TASK TO CARRY OUT ->
Please keep the pictures out and write out exactly the lines from the first in the data below through the one containing "outline --target=palm tree", both included.

━━━━

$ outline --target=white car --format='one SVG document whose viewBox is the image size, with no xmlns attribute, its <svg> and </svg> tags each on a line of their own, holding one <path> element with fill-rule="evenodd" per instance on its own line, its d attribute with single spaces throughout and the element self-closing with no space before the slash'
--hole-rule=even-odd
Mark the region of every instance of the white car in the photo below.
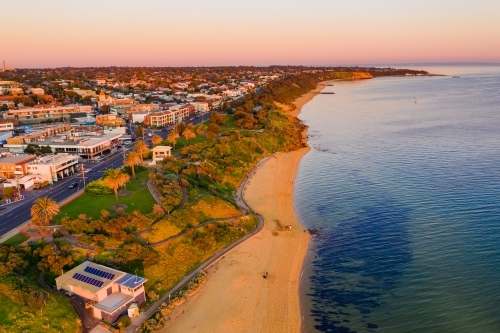
<svg viewBox="0 0 500 333">
<path fill-rule="evenodd" d="M 92 169 L 85 169 L 85 173 L 89 173 L 89 172 L 92 172 Z"/>
</svg>

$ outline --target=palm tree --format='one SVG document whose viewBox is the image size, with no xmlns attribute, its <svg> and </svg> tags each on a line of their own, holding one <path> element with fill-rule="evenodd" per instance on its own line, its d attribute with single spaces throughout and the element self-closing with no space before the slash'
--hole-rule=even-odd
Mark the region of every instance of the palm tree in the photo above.
<svg viewBox="0 0 500 333">
<path fill-rule="evenodd" d="M 182 132 L 182 136 L 186 139 L 186 142 L 188 142 L 189 139 L 196 138 L 196 134 L 194 134 L 194 132 L 189 128 L 186 128 L 184 132 Z"/>
<path fill-rule="evenodd" d="M 158 134 L 153 135 L 153 137 L 151 138 L 151 142 L 155 146 L 159 145 L 162 141 L 163 141 L 163 138 L 161 136 L 159 136 Z"/>
<path fill-rule="evenodd" d="M 149 150 L 148 145 L 144 141 L 139 140 L 135 143 L 134 148 L 137 154 L 139 154 L 142 166 L 144 166 L 144 154 Z"/>
<path fill-rule="evenodd" d="M 168 133 L 167 140 L 172 142 L 172 146 L 174 146 L 174 149 L 175 149 L 175 142 L 177 141 L 178 138 L 179 138 L 179 133 L 177 133 L 176 131 L 171 131 L 170 133 Z"/>
<path fill-rule="evenodd" d="M 106 178 L 104 178 L 104 183 L 107 187 L 115 192 L 116 205 L 118 206 L 118 189 L 125 185 L 130 179 L 130 176 L 124 173 L 120 169 L 111 170 Z"/>
<path fill-rule="evenodd" d="M 135 178 L 135 166 L 141 163 L 141 157 L 135 151 L 131 151 L 127 154 L 123 163 L 132 169 L 132 177 Z"/>
<path fill-rule="evenodd" d="M 205 136 L 205 133 L 207 132 L 207 126 L 201 124 L 200 126 L 198 126 L 198 128 L 196 129 L 196 133 L 198 135 L 201 135 L 201 136 Z"/>
<path fill-rule="evenodd" d="M 59 205 L 49 197 L 40 197 L 31 206 L 32 223 L 41 228 L 46 228 L 57 214 Z"/>
</svg>

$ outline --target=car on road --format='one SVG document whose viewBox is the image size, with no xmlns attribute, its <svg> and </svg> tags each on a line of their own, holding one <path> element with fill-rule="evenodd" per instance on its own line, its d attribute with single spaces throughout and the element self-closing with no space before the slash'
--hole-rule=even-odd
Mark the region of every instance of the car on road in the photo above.
<svg viewBox="0 0 500 333">
<path fill-rule="evenodd" d="M 85 169 L 85 173 L 89 173 L 89 172 L 92 172 L 92 169 L 90 169 L 90 168 Z"/>
<path fill-rule="evenodd" d="M 75 187 L 78 187 L 78 185 L 80 185 L 80 182 L 71 182 L 71 184 L 69 184 L 69 188 L 75 188 Z"/>
</svg>

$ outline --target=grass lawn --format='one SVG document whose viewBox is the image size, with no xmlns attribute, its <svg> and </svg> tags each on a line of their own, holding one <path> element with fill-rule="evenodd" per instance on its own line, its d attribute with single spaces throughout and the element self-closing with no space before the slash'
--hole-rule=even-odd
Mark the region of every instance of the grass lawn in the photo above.
<svg viewBox="0 0 500 333">
<path fill-rule="evenodd" d="M 156 201 L 149 192 L 147 185 L 145 183 L 142 184 L 147 179 L 148 173 L 148 170 L 143 171 L 136 175 L 138 179 L 127 183 L 126 189 L 134 192 L 132 195 L 118 196 L 119 202 L 128 206 L 125 212 L 132 213 L 134 210 L 138 210 L 142 214 L 148 214 L 153 210 L 153 205 Z M 80 214 L 86 214 L 88 217 L 96 219 L 101 216 L 101 210 L 109 210 L 109 207 L 115 203 L 114 195 L 95 196 L 85 193 L 61 207 L 61 211 L 56 219 L 60 220 L 64 216 L 74 219 Z"/>
<path fill-rule="evenodd" d="M 239 129 L 238 126 L 234 124 L 234 116 L 232 114 L 226 115 L 227 121 L 224 125 L 220 127 L 221 131 L 228 130 L 228 129 Z"/>
<path fill-rule="evenodd" d="M 175 143 L 175 151 L 181 149 L 182 147 L 191 146 L 207 140 L 208 140 L 207 138 L 199 136 L 198 134 L 196 135 L 196 138 L 190 139 L 189 142 L 186 142 L 186 139 L 180 137 L 179 139 L 177 139 L 177 142 Z"/>
<path fill-rule="evenodd" d="M 16 246 L 21 243 L 24 243 L 27 239 L 28 237 L 25 237 L 21 234 L 16 234 L 11 238 L 7 239 L 5 242 L 3 242 L 3 244 Z"/>
<path fill-rule="evenodd" d="M 22 310 L 23 304 L 0 293 L 0 332 L 79 332 L 78 316 L 64 296 L 50 294 L 43 314 Z"/>
</svg>

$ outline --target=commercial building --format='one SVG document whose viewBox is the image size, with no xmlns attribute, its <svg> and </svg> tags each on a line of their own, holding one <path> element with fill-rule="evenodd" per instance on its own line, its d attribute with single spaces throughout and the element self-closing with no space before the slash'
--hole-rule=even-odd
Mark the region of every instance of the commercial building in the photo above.
<svg viewBox="0 0 500 333">
<path fill-rule="evenodd" d="M 13 179 L 16 176 L 23 176 L 27 173 L 26 164 L 35 160 L 35 155 L 15 155 L 3 153 L 0 156 L 0 177 Z"/>
<path fill-rule="evenodd" d="M 132 303 L 146 301 L 146 279 L 85 261 L 56 278 L 57 290 L 65 290 L 91 302 L 92 315 L 116 321 Z"/>
<path fill-rule="evenodd" d="M 69 121 L 73 114 L 92 114 L 90 105 L 67 105 L 50 108 L 29 108 L 21 110 L 8 110 L 3 113 L 4 119 L 16 119 L 20 123 L 39 123 L 44 120 L 59 120 L 61 118 Z"/>
<path fill-rule="evenodd" d="M 191 104 L 173 106 L 166 111 L 145 115 L 144 125 L 163 127 L 165 125 L 176 124 L 184 119 L 188 119 L 193 113 L 194 106 Z"/>
<path fill-rule="evenodd" d="M 71 154 L 50 154 L 26 164 L 26 171 L 35 183 L 57 182 L 77 172 L 78 156 Z"/>
<path fill-rule="evenodd" d="M 125 125 L 125 121 L 116 114 L 105 114 L 95 117 L 95 123 L 99 126 L 120 127 Z"/>
<path fill-rule="evenodd" d="M 32 143 L 49 146 L 53 152 L 92 158 L 113 149 L 119 143 L 121 136 L 119 133 L 102 134 L 101 130 L 100 132 L 71 132 L 28 141 L 33 133 L 7 139 L 7 144 L 4 144 L 4 147 L 9 148 L 11 152 L 22 152 L 29 143 Z M 24 140 L 20 138 L 24 138 Z"/>
</svg>

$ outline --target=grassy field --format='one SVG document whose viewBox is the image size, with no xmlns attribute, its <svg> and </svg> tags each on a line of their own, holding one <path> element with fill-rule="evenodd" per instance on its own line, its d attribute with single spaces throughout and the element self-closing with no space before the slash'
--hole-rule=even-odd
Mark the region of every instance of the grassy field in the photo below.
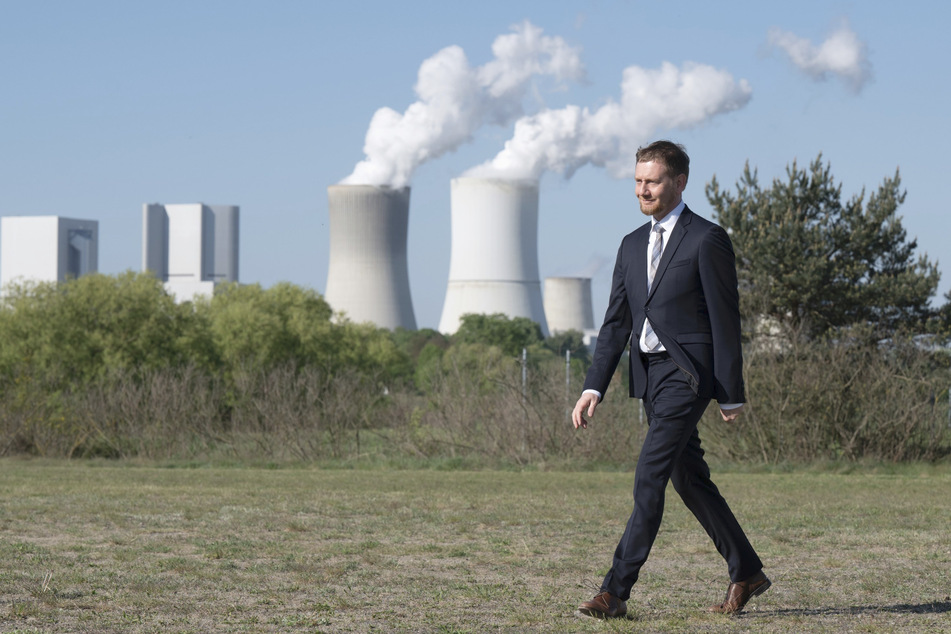
<svg viewBox="0 0 951 634">
<path fill-rule="evenodd" d="M 951 469 L 723 472 L 773 588 L 670 491 L 631 619 L 576 612 L 633 476 L 0 461 L 3 632 L 951 631 Z"/>
</svg>

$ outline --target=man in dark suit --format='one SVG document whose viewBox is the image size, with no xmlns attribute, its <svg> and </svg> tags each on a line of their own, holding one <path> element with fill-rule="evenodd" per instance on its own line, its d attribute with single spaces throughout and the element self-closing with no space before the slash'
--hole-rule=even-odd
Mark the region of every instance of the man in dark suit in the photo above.
<svg viewBox="0 0 951 634">
<path fill-rule="evenodd" d="M 622 616 L 664 512 L 668 480 L 729 567 L 723 603 L 736 613 L 770 586 L 763 564 L 710 480 L 697 423 L 710 399 L 726 421 L 746 400 L 733 245 L 718 225 L 684 205 L 690 159 L 683 146 L 657 141 L 637 152 L 635 193 L 650 222 L 621 241 L 611 297 L 584 392 L 572 412 L 587 428 L 628 343 L 630 396 L 642 399 L 648 431 L 634 474 L 634 510 L 601 591 L 579 607 Z"/>
</svg>

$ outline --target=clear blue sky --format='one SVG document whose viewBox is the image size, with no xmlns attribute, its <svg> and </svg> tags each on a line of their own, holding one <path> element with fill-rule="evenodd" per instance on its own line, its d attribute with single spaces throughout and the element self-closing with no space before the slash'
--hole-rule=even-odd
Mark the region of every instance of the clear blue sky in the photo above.
<svg viewBox="0 0 951 634">
<path fill-rule="evenodd" d="M 98 220 L 100 271 L 117 273 L 141 268 L 143 203 L 240 205 L 241 281 L 323 292 L 326 188 L 365 158 L 374 113 L 420 99 L 424 60 L 457 46 L 482 67 L 528 21 L 585 75 L 527 83 L 525 115 L 616 104 L 629 67 L 702 65 L 746 82 L 742 103 L 689 129 L 640 131 L 687 146 L 685 199 L 702 215 L 704 184 L 715 174 L 732 187 L 747 160 L 768 183 L 822 153 L 847 195 L 899 168 L 904 225 L 939 262 L 943 294 L 949 17 L 937 1 L 0 0 L 0 215 Z M 477 127 L 412 174 L 420 327 L 442 311 L 449 182 L 492 159 L 513 123 Z M 593 273 L 596 321 L 619 240 L 642 222 L 630 179 L 616 176 L 584 164 L 541 180 L 541 275 Z"/>
</svg>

━━━━

SOLVED EXERCISE ->
$ outline --target=white car --format='one SVG document whose viewBox is the image size, with no xmlns attribute, its <svg> and </svg> tags each on a line of their own, holding one <path> element with fill-rule="evenodd" per instance on its own line, its d attribute with single spaces throughout and the element self-closing with no space before the slash'
--hole-rule=even-odd
Mark the region of every instance of the white car in the photo below.
<svg viewBox="0 0 500 333">
<path fill-rule="evenodd" d="M 92 169 L 85 169 L 85 173 L 89 173 L 89 172 L 92 172 Z"/>
</svg>

$ outline --target=palm tree --format='one SVG document whose viewBox is the image size, with no xmlns attribute, its <svg> and </svg> tags each on a line of their own, holding one <path> element with fill-rule="evenodd" per instance on its own line, its d attribute with single spaces throughout and the element self-closing with no space before the slash'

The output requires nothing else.